• SELECTED EXTRACT:
Other aspects of the invention will become apparent by consideration of the detailed description and accompanying drawings.
BRIEF DESCRIPTION OF THE DRAWINGS
FIG. 1 is a side view of a hole opener according to one embodiment of the invention.
FIG. 2 is a cross-sectional view of a shaft of the hole opener of FIG. 1 taken along line 2-2 of FIG. 3.
FIG. 3 illustrates a tail exploded from the shaft of the hole opener of FIG. 1.
FIG. 4 is a perspective view of the tails assembled on the shaft of the hole opener of FIG. 1.
FIG. 5 is a cross-sectional view of the assembled tails and shaft of FIG. 4 taken along line 5-5 of FIG. 3.
FIG. 6 is a side view of a key of the hole opener of FIG. 1.
FIG. 7 illustrates the key of FIG. 6 assembled on the shaft of the hole opener of FIG. 1 with the tails.
FIG. 8 is a cross-sectional view of FIG. 7 taken along line 8-8 of FIG. 7.
FIG. 9 illustrates blades of the hole opener of FIG. 1 exploded from the key.
FIG. 10 is a cross-sectional view of the hole opener of FIG. 1 taken along line 10-10 of FIG. 8 illustrating the blades assembled on the key and showing multiple keys.

• INFORMATION PROVIDED:
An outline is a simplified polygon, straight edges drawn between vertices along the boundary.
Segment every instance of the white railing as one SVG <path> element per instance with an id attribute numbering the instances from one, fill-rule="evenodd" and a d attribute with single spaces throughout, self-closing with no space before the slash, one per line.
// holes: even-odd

• THE TASKS:
1. Write out the part of the hole opener text between "BRIEF DESCRIPTION OF" and "5-5 of FIG. 3.", inclusive.
2. In the hole opener text, shorten the paragraph that begins "FIG. 10 is a cross-sectional view" while keeping its main facts.

• SOLVED TASKS:
1.
BRIEF DESCRIPTION OF THE DRAWINGS
FIG. 1 is a side view of a hole opener according to one embodiment of the invention.
FIG. 2 is a cross-sectional view of a shaft of the hole opener of FIG. 1 taken along line 2-2 of FIG. 3.
FIG. 3 illustrates a tail exploded from the shaft of the hole opener of FIG. 1.
FIG. 4 is a perspective view of the tails assembled on the shaft of the hole opener of FIG. 1.
FIG. 5 is a cross-sectional view of the assembled tails and shaft of FIG. 4 taken along line 5-5 of FIG. 3.

2. FIG. 10 is a cross-section of the FIG. 1 hole opener along line 10-10 of FIG. 8. It shows the blades mounted on the key and several keys.